What to do: Write out the listing from the line with "[ ] one point per instance of the snow-covered" to the line with "[ ] one point per instance of the white baseboard", both lines included, exactly and nothing beyond. Leave pictures out.

Records for the exercise:
————————
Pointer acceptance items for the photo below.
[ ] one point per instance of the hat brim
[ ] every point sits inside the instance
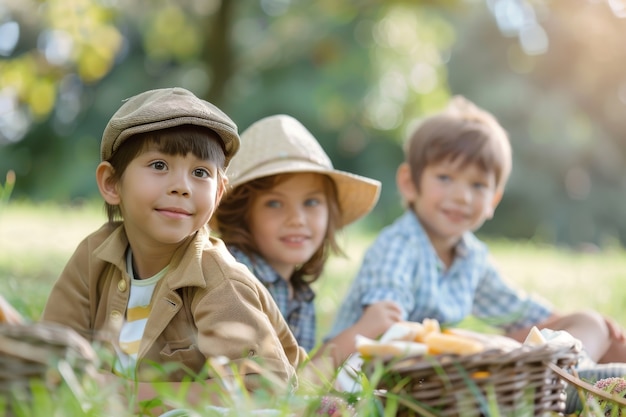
(357, 195)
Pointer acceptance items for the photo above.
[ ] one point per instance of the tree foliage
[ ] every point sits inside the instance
(357, 73)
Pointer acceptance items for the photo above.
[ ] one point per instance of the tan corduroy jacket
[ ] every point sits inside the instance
(207, 305)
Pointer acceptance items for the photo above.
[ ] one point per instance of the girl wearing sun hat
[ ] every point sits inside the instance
(284, 205)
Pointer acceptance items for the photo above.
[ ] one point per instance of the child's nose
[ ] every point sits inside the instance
(180, 184)
(296, 215)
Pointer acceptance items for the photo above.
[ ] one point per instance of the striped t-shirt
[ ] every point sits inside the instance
(137, 313)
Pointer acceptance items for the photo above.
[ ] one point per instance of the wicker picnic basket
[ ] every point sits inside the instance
(518, 382)
(44, 352)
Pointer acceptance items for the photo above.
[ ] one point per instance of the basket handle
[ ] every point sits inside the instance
(574, 380)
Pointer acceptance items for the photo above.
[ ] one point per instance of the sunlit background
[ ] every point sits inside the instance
(358, 74)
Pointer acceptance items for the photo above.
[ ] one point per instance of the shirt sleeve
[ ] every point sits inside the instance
(239, 321)
(504, 306)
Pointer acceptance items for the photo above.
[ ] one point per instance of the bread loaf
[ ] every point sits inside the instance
(439, 343)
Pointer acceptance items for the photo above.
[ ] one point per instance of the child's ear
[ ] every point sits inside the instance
(221, 187)
(494, 203)
(404, 181)
(107, 184)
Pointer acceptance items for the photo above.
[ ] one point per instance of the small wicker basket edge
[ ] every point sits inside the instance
(32, 351)
(516, 381)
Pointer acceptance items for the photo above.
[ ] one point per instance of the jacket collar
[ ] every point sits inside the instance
(186, 264)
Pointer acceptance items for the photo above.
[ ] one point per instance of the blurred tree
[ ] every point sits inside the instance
(357, 73)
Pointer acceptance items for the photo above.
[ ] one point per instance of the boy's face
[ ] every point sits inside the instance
(166, 198)
(288, 223)
(454, 198)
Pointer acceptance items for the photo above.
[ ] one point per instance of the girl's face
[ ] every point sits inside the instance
(289, 222)
(454, 198)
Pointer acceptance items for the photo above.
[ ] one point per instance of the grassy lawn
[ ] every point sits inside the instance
(37, 241)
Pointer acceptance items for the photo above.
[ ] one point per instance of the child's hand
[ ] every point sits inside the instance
(378, 317)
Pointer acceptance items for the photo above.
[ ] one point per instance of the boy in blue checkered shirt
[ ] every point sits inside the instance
(429, 264)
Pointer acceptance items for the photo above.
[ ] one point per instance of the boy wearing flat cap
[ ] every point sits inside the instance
(152, 279)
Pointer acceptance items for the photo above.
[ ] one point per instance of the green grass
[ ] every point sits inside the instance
(37, 240)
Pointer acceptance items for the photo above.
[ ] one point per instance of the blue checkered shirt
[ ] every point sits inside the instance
(402, 266)
(299, 312)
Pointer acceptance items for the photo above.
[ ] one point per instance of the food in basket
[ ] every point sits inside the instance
(409, 331)
(412, 339)
(392, 348)
(535, 338)
(439, 343)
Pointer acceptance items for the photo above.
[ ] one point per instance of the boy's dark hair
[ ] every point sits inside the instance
(203, 143)
(232, 219)
(461, 130)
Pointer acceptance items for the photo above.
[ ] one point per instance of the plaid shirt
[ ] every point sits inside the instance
(402, 266)
(299, 312)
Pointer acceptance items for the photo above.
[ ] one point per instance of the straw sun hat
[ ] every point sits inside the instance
(280, 144)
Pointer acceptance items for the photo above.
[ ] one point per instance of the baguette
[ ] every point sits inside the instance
(395, 348)
(439, 343)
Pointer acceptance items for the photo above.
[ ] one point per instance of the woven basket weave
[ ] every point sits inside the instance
(34, 351)
(452, 385)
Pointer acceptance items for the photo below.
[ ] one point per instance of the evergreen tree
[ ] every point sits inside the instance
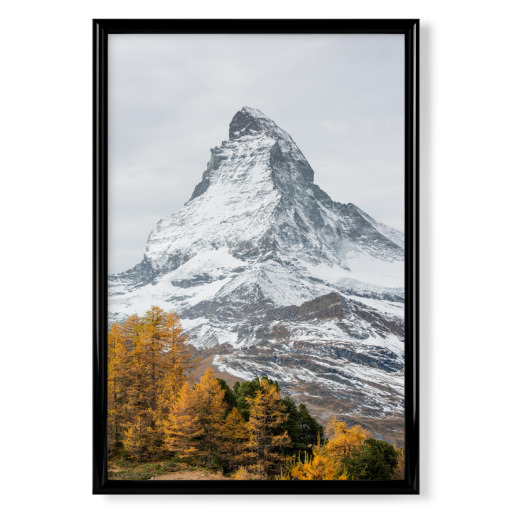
(267, 415)
(233, 450)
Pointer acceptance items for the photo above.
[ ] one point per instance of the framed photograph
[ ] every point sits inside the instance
(256, 256)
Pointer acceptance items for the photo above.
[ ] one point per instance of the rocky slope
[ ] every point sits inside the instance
(273, 277)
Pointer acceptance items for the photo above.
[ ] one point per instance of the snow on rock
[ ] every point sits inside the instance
(258, 237)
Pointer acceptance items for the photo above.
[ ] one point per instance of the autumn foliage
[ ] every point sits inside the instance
(156, 411)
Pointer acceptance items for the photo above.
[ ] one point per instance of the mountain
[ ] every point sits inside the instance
(272, 277)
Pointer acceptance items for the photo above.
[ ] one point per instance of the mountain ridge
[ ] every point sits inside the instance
(257, 241)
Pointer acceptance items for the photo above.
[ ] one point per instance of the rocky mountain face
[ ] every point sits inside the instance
(272, 277)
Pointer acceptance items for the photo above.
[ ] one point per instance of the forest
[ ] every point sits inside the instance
(161, 421)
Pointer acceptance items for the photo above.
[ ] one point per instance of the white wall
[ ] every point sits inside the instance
(46, 258)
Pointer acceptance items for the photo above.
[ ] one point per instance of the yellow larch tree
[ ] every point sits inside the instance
(326, 463)
(182, 428)
(233, 450)
(116, 384)
(343, 440)
(266, 417)
(212, 411)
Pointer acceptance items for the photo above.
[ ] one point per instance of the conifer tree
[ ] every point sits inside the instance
(265, 419)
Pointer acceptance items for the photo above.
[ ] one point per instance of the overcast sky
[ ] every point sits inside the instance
(171, 98)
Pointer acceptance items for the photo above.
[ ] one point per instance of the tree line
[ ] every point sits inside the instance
(250, 432)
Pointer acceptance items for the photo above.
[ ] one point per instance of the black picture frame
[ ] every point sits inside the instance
(101, 30)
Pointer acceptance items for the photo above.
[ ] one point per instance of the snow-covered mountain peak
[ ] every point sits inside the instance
(257, 226)
(250, 121)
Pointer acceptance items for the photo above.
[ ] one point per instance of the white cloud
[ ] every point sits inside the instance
(171, 98)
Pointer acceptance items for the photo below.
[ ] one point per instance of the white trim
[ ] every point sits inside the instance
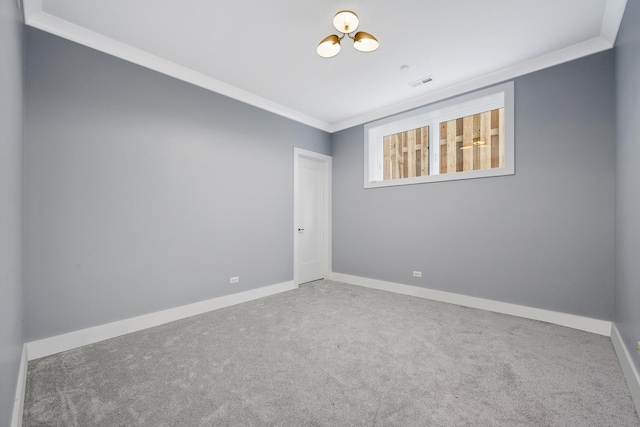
(588, 47)
(628, 368)
(499, 96)
(327, 245)
(35, 17)
(613, 12)
(596, 326)
(59, 343)
(21, 388)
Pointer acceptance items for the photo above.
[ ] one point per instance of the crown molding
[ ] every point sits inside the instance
(613, 12)
(36, 17)
(551, 59)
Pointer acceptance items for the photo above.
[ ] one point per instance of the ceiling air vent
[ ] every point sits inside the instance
(421, 82)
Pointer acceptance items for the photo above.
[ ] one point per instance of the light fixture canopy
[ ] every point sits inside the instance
(329, 46)
(346, 22)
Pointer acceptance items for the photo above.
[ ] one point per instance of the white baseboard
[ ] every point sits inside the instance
(18, 404)
(596, 326)
(628, 368)
(71, 340)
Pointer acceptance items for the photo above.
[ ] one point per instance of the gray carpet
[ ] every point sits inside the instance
(330, 354)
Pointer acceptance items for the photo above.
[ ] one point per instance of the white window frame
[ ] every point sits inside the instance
(500, 96)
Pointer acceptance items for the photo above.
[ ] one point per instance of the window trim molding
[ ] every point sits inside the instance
(458, 106)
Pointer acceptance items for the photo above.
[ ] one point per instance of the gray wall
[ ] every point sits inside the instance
————————
Answer for the task:
[ ] one point per instance of the snow-covered mountain peak
[ ] every point sits inside the instance
(257, 226)
(250, 121)
Pointer acceptance items for the photo above.
[ ] one point per instance of the white cloud
[ ] every point sits inside the instance
(171, 98)
Pointer acceptance items for the photo below.
[ ] one point per instance of the white trim
[ ] every point sits inside the instance
(588, 47)
(628, 368)
(499, 96)
(327, 245)
(35, 17)
(613, 12)
(596, 326)
(59, 343)
(21, 388)
Pointer acceptance items for the photo above.
[ ] one point per instance of the crown molding
[ ] every point sits inside the instance
(613, 12)
(36, 17)
(551, 59)
Pointer acceptance items for the photo above.
[ ] one point per instance of the ceiling air vent
[ ] every point sits inside the instance
(421, 82)
Pointer acceptance items for the photo above.
[ ] one point per instance of the light fixture canopy
[ ] every point sits inside the instance
(329, 46)
(346, 22)
Pointer acceptance items for the photo above.
[ ] one point per instance of the white baseboard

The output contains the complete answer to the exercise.